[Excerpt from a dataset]
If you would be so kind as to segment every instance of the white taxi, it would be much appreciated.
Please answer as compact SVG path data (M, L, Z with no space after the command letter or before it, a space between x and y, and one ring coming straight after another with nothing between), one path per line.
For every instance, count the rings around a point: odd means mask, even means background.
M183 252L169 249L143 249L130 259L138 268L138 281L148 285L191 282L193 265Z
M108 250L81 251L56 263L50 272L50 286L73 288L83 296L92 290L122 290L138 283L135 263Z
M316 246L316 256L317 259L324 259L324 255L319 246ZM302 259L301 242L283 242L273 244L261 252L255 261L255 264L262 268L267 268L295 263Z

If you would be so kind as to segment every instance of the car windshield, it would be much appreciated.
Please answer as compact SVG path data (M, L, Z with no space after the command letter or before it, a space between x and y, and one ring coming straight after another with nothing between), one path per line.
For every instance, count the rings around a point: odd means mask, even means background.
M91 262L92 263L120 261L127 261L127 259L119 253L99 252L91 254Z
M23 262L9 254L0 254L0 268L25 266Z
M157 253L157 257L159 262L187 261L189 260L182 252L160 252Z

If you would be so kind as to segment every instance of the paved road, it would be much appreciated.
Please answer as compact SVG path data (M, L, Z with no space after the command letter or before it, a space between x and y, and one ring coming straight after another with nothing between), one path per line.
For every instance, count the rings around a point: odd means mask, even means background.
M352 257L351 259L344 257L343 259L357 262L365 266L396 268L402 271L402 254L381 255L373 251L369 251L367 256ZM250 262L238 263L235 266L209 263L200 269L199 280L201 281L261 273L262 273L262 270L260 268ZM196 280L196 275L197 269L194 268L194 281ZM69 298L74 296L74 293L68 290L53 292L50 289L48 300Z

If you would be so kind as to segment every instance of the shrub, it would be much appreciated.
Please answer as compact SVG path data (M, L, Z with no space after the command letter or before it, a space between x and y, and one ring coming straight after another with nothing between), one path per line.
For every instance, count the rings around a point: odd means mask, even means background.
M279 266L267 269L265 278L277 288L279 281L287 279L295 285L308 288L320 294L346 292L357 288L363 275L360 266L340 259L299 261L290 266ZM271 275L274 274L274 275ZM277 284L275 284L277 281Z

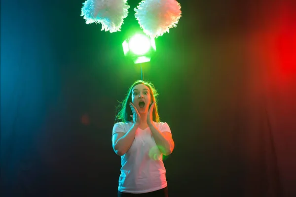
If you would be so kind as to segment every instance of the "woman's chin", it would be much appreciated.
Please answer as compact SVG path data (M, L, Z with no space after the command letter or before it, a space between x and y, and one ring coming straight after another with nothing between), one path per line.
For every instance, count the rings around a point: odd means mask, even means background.
M145 114L148 112L146 108L140 108L138 109L138 111L139 111L139 113L140 114Z

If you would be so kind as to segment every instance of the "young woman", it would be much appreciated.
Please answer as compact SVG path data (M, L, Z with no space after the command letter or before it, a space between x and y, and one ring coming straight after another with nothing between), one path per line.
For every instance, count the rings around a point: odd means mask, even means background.
M162 155L172 153L175 144L166 123L159 122L151 83L134 83L121 103L113 128L112 145L121 156L118 197L168 197Z

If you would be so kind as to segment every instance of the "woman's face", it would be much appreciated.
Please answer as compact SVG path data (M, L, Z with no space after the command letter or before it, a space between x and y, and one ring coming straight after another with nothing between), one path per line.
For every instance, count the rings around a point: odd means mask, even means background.
M143 84L138 84L132 89L132 102L139 114L148 113L151 103L149 88Z

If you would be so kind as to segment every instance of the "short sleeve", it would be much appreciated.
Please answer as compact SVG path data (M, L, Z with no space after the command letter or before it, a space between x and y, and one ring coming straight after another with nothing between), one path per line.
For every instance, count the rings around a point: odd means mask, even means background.
M170 129L170 127L169 127L169 125L167 123L160 123L160 127L159 127L159 130L161 132L169 132L172 133L171 132L171 129Z
M112 135L119 132L122 132L125 133L126 133L125 130L124 129L124 126L123 123L117 123L114 125L113 127L113 131L112 131Z

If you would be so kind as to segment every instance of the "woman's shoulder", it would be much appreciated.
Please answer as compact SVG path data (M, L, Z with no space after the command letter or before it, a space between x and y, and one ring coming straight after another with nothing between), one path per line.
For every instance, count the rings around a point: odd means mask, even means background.
M168 125L168 124L166 122L159 122L158 123L154 122L154 124L157 127L162 127L164 125Z

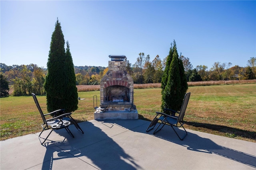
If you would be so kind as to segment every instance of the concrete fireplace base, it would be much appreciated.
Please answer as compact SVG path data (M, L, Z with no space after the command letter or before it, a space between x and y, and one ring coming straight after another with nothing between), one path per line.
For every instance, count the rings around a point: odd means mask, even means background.
M119 119L138 119L138 111L131 111L129 112L125 111L106 111L105 112L98 111L94 112L94 119L100 120L119 120Z

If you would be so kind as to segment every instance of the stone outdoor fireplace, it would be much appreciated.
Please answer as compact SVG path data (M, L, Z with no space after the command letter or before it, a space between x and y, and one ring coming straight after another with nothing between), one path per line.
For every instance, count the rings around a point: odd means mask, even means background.
M109 55L108 71L100 81L100 109L95 119L137 119L133 79L126 71L125 55Z

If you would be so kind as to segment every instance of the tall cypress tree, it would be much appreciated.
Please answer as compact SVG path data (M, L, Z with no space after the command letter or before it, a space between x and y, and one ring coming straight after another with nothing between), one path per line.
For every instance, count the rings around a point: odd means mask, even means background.
M170 48L170 51L169 54L167 55L167 59L166 62L165 64L165 68L164 71L164 73L162 77L162 80L161 81L161 88L162 88L161 93L163 95L164 90L165 88L167 82L168 81L168 74L169 73L169 69L170 69L170 65L171 64L172 60L172 55L173 54L173 49L172 47L172 43L171 43L171 47Z
M44 83L47 110L49 112L62 109L70 112L78 108L78 95L74 65L69 44L66 52L64 46L64 36L57 19L52 35L47 62L48 72Z
M174 40L173 47L171 47L170 49L171 48L172 57L169 66L168 78L165 88L162 88L162 111L164 108L178 111L181 107L183 99L188 89L184 67L182 61L178 58L175 40ZM161 87L163 85L163 82L162 83ZM170 113L168 111L165 113Z

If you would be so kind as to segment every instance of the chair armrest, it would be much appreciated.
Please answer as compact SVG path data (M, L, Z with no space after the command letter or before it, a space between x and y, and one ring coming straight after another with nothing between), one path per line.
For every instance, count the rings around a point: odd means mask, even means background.
M52 112L51 113L47 113L47 114L44 114L44 115L45 116L45 115L50 115L51 114L53 114L54 115L54 116L55 116L55 115L56 115L56 114L57 113L58 113L59 112L60 112L61 111L64 112L64 111L65 111L65 109L62 109L57 110L56 111L54 111L53 112Z
M175 113L178 113L178 112L177 112L177 111L175 111L174 110L172 110L172 109L167 109L167 108L164 108L164 111L170 111L172 112L174 112Z
M174 116L170 116L170 115L167 115L167 114L166 114L165 113L162 113L162 112L156 112L156 113L158 115L160 114L160 115L162 115L165 116L166 116L166 117L171 117L172 118L175 119L178 119L178 117L174 117Z
M63 115L60 115L60 116L57 116L57 117L54 117L52 118L49 119L47 119L46 121L46 122L48 121L54 121L54 120L62 118L62 117L66 117L68 116L69 116L71 115L72 113L65 113Z

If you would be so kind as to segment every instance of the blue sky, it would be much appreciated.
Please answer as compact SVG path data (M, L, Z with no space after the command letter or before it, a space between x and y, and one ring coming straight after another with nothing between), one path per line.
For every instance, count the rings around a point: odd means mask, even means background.
M58 18L76 66L132 64L144 52L162 60L175 40L194 68L245 67L256 57L256 1L0 1L1 63L47 68Z

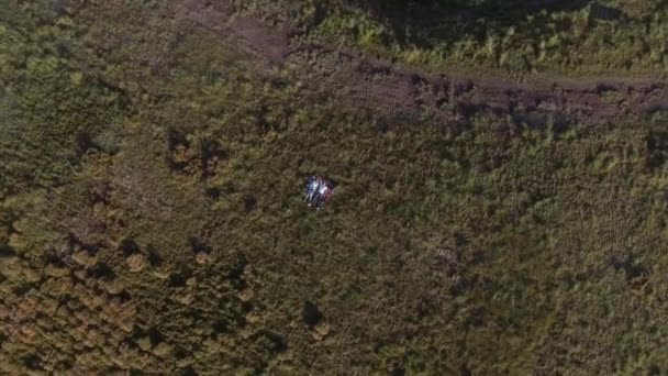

» Requirements
Could you reproduce all of the records above word for word, leaving the pictures out of your answer?

» Right answer
If you would be so kind as to segment every instance of the white taxi, it would be much appreciated.
Please answer as compact SVG path data (M, L, Z with no space after the command letter or before it, a space between x and y, and one ring coming straight after another with nothing between), one path per line.
For every instance, count the rings around a point: odd means mask, even means background.
M183 252L169 249L143 249L130 259L138 268L138 281L148 285L191 282L193 265Z
M108 250L81 251L56 263L50 272L50 286L73 288L83 296L92 290L122 290L138 283L135 263Z
M316 246L316 256L317 259L324 259L324 255L319 246ZM302 259L301 242L283 242L273 244L261 252L255 261L255 264L262 268L267 268L295 263Z

If you would be so kind as to segment every instance of the car windshield, it would be much appreciated.
Please answer as compact SVG path data (M, L, Z with no space after the command letter or before it, a space between x and y, and one ring coming straight after another with nothing between), one path per line.
For every instance, count the rings around a point: odd means mask, even means background.
M91 262L92 263L120 261L127 261L127 259L119 253L99 252L91 254Z
M23 262L9 254L0 254L0 268L25 266Z
M157 253L157 257L159 262L187 261L189 260L182 252L160 252Z

If you would be so kind as to segment every instance of the paved road, it would be much appreciated.
Please answer as compact SVG path data (M, L, Z with no space after the command letter or before it, a space between x and y, and one ring coming straight after another with nothing between), one path per line.
For every instance, count the rings around a point: odd means mask, even means background.
M352 257L351 259L344 257L343 259L357 262L365 266L396 268L402 271L402 254L381 255L373 251L369 251L367 256ZM250 262L238 263L235 266L209 263L200 269L199 280L201 281L261 273L262 273L262 270L260 268ZM196 280L196 275L197 269L194 268L194 281ZM69 298L74 296L74 293L68 290L53 292L50 289L48 300Z

If you would be so kind as to segment every instance of the shrub, it would be much appreciated.
Please answer as compact SVG path data (M, L, Z with no space after the command letter or before it, a space between x and y, and one ring coming straight after another with nothing between), one path per line.
For every instance, count the rings around a point: odd means mask, even means background.
M279 266L267 269L265 278L277 288L279 281L287 279L295 285L308 288L320 294L346 292L357 288L363 275L360 266L340 259L299 261L290 266ZM271 275L274 274L274 275ZM277 284L275 284L277 281Z

If you would be so kind as to segment every instance of the "woman's chin", it would be much appreciated.
Please answer as compact SVG path data (M, L, Z with no space after the command letter or before it, a space between x and y, and one ring coming straight after another with nothing between), one path per line.
For every instance, count the rings around a point: odd means mask, even means background.
M145 114L148 112L146 108L140 108L138 109L138 111L139 111L139 113L140 114Z

If you would be so kind as to segment every instance of the "young woman", it would be much appreciated.
Please answer as compact SVG path data (M, L, Z with no space after the command letter or before it, a space between x and y, and one ring coming straight after another with nothing between), one path per line.
For every instance, count the rings around a point: odd means mask, even means background.
M162 155L172 153L175 144L166 123L159 122L151 83L134 83L121 103L113 128L112 145L121 156L118 197L168 197Z

If you would be so kind as to segment every instance of the "woman's face", it would be much appreciated.
Please answer as compact SVG path data (M, L, Z with no space after the command letter or before it, a space between x and y, and one ring coming straight after another with nothing between), one path per line.
For every instance, count the rings around a point: odd means mask, even means background.
M143 84L138 84L132 89L132 102L139 114L148 113L151 103L149 88Z

If you would be so kind as to segment every instance of the "short sleeve", it would be much appreciated.
Please answer as compact SVG path data (M, L, Z with no space after the command letter or before it, a space between x and y, and one ring coming straight after another with nothing between), one path per line.
For every instance, count the rings around a point: odd means mask, even means background.
M170 129L170 127L169 127L169 125L167 123L160 123L160 127L159 127L159 130L161 132L169 132L172 133L171 132L171 129Z
M112 135L119 132L122 132L125 133L126 133L125 130L124 129L124 126L123 123L117 123L114 125L113 127L113 131L112 131Z

If you would be so kind as to segment every instance of the "woman's shoulder", it would be much appreciated.
Please answer as compact SVG path data (M, L, Z with no space after the command letter or before it, a space between x and y, and one ring coming straight after another with nothing between), one path per line.
For every instance, count the rings around a point: odd means mask, even means background.
M168 125L168 124L166 122L159 122L158 123L154 122L154 124L157 127L162 127L164 125Z

If you would be so kind as to segment every instance of the concrete fireplace base, it would be much appreciated.
Please answer as compact SVG path data (M, L, Z with no space after the command letter or before it, a space between x and y, and one ring coming straight after another with nothing between), one path per line.
For every instance, count the rings around a point: odd means mask, even means background.
M119 119L138 119L138 111L131 111L129 112L125 111L106 111L105 112L98 111L94 112L94 119L100 120L119 120Z

If you would be so kind as to segment every instance of the stone outdoor fireplace, it would be much appreciated.
Please answer as compact SVG path data (M, L, Z with no space after the command letter or before it, a space between x and y, and one ring coming straight after another with nothing between), one path per line.
For every instance, count the rings around a point: odd means mask, even means background.
M109 55L108 71L100 81L100 109L95 119L137 119L133 79L126 71L125 55Z

If you would be so kind as to segment every instance of the tall cypress tree, it would be much appreciated.
Please answer as compact SVG path data (M, L, Z with no space after the command letter or before it, a space between x and y, and one ring coming straight after another with nothing between), one path per line.
For every instance, count the rings around a point: odd means mask, even means background.
M170 48L170 51L169 54L167 55L167 59L166 62L165 64L165 68L164 71L164 73L162 77L162 80L161 81L161 88L162 88L161 93L163 95L164 90L165 88L167 82L168 81L168 74L169 73L169 69L170 69L170 65L171 64L172 60L172 55L173 54L173 49L172 47L172 43L171 43L171 47Z
M44 83L47 110L49 112L62 109L70 112L78 108L78 95L74 65L69 44L66 52L64 46L64 36L57 19L52 35L47 62L48 72Z
M174 40L173 47L171 47L170 49L171 48L172 57L169 66L168 78L165 88L162 88L162 111L164 108L178 111L181 107L183 99L188 89L184 67L182 61L178 58L175 40ZM161 87L163 85L163 82L162 83ZM170 113L168 111L165 113Z

If you would be so kind as to segment every instance of the chair armrest, it would be much appreciated.
Please answer as compact SVG path data (M, L, Z with no space after the command letter or before it, a space between x and y, and one ring coming straight after another with nothing between), one path per line.
For every instance, count the rings around a point: odd means mask, even means background.
M52 112L51 113L47 113L47 114L44 114L44 115L45 116L45 115L50 115L51 114L53 114L54 115L54 116L55 116L55 115L56 115L56 114L57 113L58 113L59 112L60 112L61 111L64 112L64 111L65 111L65 109L62 109L57 110L56 111L54 111L53 112Z
M175 113L178 113L178 112L177 112L177 111L175 111L174 110L172 110L172 109L167 109L167 108L164 108L164 111L170 111L172 112L174 112Z
M174 116L170 116L170 115L167 115L167 114L166 114L165 113L162 113L162 112L156 112L156 113L158 115L160 114L160 115L162 115L165 116L166 116L166 117L171 117L172 118L175 119L178 119L178 117L174 117Z
M63 115L60 115L60 116L57 116L57 117L54 117L52 118L49 119L47 119L46 121L46 122L48 121L54 121L54 120L62 118L62 117L66 117L68 116L69 116L71 115L72 113L65 113Z

If you would be so kind as to segment every instance of the blue sky, it would be much appreciated.
Please answer as compact SVG path data (M, L, Z with no space after the command letter or before it, a space between x and y, and one ring coming straight after another with nothing between), one path per line.
For every instance, count the rings around a point: odd means mask, even means background.
M58 18L76 66L132 64L144 52L162 60L175 40L194 68L245 67L256 57L256 1L0 1L1 63L47 68Z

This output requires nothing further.